### [Document text]
Ego and leadership

In oppressive regimes, critics and journalists have always used myth and analogy to hide their true meaning from the authorities. (Some writers, like L. Frank Baum, became so adept at this dissembling that no-one is really sure what they meant, whom they were attacking, or for what ). This morning’s Washington Post contains a reflective article that readers might carelessly interpret in this way, so I will try herewith to protect the RBC community from making fools of ourselves.

Pay attention: The Air Florida crash in 1982 was an airplane, and it flew (or rather not-flew), into a bridge in the snow. It was not an army, and it did not march into a hostile desert full of sandstorms and internecine wars. 78 people died, not 780,000. The captain who didn’t listen to the copilot’s warning that something was amiss was just an airline pilot, not the president of a great nation. The guy who said “anti-ice” as they ran through the checklist watching the snow through the windshield was not General Shinseki, and the captain who said “off” as the checklist proceeded to the next item was not the Secretary of Defense, and he didn’t say to leave off the body and vehicle armor, nor to leave half the troops at home. His copilot was not God, and neither a malcontent treasonous peacenik defeatist Democrat nor a malcontent treasonous defeatist paleocon, just a guy who though it was more important at the time to protect the captain’s ego as a decider (or afraid to be a troublemaker) than to respond to reality. It was ice that covered the engine probes and silenced critical intelligence channels about conditions, not lost memos and edited intel summaries. The cockpit crew tried to deice by loitering in the superwarm, superhumid exhaust of another airplane, which of course made matters worse; they did not fire the army and the police. And Del Quentin Wilber is not an egotistical, arch, pundit, just an ink-stained newsroom wretch who gathers objective facts and writes them down for us.

### [Record set]
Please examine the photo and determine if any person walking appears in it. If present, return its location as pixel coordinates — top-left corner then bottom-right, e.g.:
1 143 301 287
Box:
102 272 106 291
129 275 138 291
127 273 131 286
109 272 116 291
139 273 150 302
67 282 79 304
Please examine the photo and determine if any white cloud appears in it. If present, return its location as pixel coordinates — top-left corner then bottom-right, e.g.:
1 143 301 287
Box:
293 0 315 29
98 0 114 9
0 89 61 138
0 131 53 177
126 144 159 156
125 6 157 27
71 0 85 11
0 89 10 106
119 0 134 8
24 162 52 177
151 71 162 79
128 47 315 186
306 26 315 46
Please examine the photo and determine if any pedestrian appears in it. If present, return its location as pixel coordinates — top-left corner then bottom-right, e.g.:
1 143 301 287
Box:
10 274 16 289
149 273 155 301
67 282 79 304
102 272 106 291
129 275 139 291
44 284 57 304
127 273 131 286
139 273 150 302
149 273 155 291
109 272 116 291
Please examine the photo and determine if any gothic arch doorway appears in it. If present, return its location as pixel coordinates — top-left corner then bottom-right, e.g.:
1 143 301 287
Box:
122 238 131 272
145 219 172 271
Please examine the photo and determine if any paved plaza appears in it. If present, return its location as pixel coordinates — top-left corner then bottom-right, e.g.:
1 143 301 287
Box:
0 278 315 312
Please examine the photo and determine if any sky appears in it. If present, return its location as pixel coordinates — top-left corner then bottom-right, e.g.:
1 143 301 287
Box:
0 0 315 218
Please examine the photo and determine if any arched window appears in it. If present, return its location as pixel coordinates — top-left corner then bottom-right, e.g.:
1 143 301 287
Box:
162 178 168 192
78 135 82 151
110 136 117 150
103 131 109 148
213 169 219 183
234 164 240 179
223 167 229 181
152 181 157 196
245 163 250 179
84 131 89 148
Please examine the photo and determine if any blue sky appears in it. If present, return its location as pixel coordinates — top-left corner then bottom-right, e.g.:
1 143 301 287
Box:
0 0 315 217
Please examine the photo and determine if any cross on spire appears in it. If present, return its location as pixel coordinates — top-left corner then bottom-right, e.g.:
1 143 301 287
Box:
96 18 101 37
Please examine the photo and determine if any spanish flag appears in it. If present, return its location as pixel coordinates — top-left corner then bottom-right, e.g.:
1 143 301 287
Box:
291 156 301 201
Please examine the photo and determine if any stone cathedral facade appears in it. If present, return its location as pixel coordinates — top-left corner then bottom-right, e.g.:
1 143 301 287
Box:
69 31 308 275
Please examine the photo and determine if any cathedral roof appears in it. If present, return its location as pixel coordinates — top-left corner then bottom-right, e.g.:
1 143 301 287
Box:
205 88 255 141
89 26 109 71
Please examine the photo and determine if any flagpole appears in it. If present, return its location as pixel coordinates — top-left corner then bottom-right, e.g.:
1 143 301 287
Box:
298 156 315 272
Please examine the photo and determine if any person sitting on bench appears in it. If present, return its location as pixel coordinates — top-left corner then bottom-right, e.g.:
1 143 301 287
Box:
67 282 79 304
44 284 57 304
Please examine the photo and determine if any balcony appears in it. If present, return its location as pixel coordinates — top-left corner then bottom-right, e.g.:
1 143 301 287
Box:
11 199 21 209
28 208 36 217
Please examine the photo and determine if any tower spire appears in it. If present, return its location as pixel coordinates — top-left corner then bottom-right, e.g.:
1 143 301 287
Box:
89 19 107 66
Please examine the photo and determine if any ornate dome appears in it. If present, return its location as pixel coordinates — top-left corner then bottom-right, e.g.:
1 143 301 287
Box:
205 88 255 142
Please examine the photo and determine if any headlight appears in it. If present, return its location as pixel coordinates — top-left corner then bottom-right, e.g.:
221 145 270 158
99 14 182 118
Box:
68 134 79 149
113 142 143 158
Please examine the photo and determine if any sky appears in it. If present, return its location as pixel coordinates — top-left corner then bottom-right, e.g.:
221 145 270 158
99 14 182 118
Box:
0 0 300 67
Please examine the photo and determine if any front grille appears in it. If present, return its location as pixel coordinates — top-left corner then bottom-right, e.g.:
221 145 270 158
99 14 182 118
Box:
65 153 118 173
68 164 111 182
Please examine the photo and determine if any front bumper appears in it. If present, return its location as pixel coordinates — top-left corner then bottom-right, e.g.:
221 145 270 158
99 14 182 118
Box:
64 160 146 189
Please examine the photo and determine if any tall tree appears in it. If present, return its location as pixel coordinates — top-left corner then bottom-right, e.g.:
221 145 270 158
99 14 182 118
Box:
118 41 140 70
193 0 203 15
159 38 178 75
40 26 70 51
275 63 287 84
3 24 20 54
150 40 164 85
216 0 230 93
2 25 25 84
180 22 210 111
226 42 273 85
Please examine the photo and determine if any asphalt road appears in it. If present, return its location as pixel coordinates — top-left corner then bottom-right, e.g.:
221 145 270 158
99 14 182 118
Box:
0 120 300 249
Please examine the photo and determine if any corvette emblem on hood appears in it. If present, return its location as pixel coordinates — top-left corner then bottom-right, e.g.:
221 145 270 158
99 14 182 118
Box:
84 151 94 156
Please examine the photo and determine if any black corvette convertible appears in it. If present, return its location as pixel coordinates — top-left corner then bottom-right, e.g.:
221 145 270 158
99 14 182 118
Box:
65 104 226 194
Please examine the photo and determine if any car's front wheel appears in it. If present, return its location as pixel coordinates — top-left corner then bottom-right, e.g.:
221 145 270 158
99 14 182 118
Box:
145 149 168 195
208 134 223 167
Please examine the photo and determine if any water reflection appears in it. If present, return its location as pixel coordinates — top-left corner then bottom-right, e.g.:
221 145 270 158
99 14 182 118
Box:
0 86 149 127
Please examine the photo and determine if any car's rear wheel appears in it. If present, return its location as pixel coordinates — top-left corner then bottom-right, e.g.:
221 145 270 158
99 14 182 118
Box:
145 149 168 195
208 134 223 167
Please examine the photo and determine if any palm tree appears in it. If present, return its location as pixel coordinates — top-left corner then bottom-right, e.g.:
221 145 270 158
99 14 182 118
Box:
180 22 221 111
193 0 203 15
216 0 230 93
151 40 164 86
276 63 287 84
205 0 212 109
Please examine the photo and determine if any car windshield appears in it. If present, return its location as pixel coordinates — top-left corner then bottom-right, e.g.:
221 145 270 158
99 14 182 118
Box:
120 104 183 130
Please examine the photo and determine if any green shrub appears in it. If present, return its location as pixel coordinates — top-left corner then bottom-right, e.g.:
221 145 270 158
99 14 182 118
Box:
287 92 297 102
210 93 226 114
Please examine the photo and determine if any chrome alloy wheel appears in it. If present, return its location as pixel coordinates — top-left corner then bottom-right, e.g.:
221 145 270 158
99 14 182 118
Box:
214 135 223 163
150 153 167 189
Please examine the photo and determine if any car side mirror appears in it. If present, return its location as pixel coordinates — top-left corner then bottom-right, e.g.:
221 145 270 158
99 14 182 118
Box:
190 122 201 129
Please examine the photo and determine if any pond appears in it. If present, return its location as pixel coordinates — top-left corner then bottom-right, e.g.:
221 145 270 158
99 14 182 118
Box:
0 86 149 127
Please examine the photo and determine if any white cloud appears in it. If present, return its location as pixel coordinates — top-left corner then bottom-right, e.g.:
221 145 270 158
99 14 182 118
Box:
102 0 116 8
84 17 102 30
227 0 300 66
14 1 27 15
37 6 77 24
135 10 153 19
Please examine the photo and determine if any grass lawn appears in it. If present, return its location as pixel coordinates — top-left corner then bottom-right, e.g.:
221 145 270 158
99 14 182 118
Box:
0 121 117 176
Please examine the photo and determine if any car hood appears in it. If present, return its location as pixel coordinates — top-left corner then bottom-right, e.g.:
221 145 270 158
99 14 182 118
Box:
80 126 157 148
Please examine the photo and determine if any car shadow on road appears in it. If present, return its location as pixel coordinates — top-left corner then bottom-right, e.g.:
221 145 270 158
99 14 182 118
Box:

### [Task 1]
According to the piece on ego and leadership, how many people died in the 1982 Air Florida crash?
### [Task 2]
Continue the piece on ego and leadership from the end of its final sentence, keeping the same voice.
The data here comes from a separate source and has no connection to the piece on ego and leadership.

### [Answer section 1]
78 people died.

### [Answer section 2]
Got it?

The point of the article is that the main reason for the crash, the pilot’s authoritarian unwillingness to listen to subordinates, was intrinsic to a certain outdated sociological model of command, and that in some work environments like airplane cockpits and operating rooms, the last twenty-five years have seen enormous, deliberate, efforts to improve communication (especially communication up) and change that sociology. For example:

At the Nebraska Medical Center, surgical teams have begun to use checklists before each operation …. [whose] last item raised by the surgeon is meant to embolden team members to raise concerns, and it is the same one many airline pilots reiterate to their crews: “If anybody sees any red flags, something they are uncomfortable with, bring it to my attention.”

There is not a word in the piece about any government offices or wings or rings, oval or west or E. Anyone thinking this article is about anything other than exactly what it says, airplanes and surgery, is going completely out of bounds and showing symptoms of doing his own thinking and learning without authorization. When the MSM learns to use irony, indirection, and analogy, and gets permission to do so, we will tell you, and we will provide the correct, approved interpretations for you to apply. That is all.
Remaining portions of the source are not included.